Provided passage:
▶

Opinion
2:19-cv-01667-ART-VCF
06-18-2024
ORDER
ANNE R. TRAUM, UNITED STATES DISTRICT JUDGE
Before the Court are Defendant Las Vegas-Review Journal's (the RJ) motion to stay this case pending appeal to the Ninth Circuit (ECF No. 979) and Plaintiff Las Vegas Sun's (the Sun) motion to set a trial date (ECF No. 988). For the reasons identified below, the Court denies both motions.
The Sun has also filed a motion for reconsideration of the Court's March 31st order. (ECF Nos. 970, 980.) The Court does not yet reach that motion.
Dispositive motions have been filed and addressed, and the parties are now preparing for what is likely to be a five-week trial. A trial date has yet to be set. At this point, the two most likely dates are April 2025 and June 2025. (ECF No. 982-3 at ¶ 3.) If neither of those dates are chosen, it is unlikely that there will be a trial before 2026. (Id.)

◀

Tasks:
- A) According to the order, how long is the trial likely to last?
- B) List every ECF number cited in the order.
- C) Using the order, decide whether each statement agrees with it, and quote the words that settle each one: (i) The Court grants the Sun's motion to set a trial date. (ii) The Court has not yet ruled on the Sun's motion for reconsideration. (iii) If neither April 2025 nor June 2025 is chosen, a trial before 2026 is unlikely.

Recorded data:
▶

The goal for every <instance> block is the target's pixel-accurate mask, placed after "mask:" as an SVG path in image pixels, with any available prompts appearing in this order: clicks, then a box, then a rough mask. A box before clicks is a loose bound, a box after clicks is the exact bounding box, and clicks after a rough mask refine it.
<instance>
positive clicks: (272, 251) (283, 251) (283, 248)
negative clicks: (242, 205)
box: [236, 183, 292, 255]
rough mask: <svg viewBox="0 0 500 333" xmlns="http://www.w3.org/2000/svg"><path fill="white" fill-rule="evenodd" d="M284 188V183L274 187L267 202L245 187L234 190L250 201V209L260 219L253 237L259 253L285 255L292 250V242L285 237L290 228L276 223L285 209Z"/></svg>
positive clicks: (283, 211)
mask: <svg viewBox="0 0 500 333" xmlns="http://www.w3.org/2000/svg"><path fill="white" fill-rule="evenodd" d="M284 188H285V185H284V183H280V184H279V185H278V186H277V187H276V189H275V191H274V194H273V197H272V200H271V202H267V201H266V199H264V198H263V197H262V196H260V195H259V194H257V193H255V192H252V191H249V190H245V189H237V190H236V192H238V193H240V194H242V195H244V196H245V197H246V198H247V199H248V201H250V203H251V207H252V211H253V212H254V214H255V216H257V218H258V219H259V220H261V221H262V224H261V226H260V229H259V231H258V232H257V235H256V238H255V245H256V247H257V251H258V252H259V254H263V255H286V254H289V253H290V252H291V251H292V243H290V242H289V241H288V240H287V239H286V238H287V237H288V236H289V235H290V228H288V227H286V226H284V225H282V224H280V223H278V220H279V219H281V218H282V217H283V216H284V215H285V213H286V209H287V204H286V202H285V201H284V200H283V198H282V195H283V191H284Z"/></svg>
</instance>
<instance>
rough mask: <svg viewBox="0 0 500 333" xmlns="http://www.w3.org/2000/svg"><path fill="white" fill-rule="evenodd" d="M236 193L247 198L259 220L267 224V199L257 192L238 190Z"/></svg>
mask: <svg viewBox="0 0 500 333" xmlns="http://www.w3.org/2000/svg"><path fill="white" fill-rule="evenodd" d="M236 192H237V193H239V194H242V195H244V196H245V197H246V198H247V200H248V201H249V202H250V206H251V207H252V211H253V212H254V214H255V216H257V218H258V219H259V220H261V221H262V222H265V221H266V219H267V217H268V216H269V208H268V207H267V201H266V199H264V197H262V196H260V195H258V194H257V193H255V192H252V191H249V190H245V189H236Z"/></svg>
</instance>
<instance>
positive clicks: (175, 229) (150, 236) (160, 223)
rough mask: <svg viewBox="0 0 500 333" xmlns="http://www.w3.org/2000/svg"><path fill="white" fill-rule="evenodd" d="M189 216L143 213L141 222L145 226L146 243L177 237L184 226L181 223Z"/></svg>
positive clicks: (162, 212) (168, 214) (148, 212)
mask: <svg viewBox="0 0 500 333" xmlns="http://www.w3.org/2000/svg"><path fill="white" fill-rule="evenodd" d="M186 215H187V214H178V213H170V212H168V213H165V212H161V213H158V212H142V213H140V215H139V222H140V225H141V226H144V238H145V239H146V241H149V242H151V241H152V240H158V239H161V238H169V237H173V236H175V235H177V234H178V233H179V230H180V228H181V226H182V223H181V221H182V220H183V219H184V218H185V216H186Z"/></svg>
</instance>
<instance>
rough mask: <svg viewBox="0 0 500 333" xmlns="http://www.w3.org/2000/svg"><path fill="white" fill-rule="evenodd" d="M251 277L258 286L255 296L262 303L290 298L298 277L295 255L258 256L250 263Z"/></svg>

◀

Answers in order:
- A) About five weeks.

- B) 979, 988, 970, 980, 982-3

- C)
(i) No: "the Court denies both motions."
(ii) Yes: "The Court does not yet reach that motion."
(iii) Yes: "If neither of those dates are chosen, it is unlikely that there will be a trial before 2026."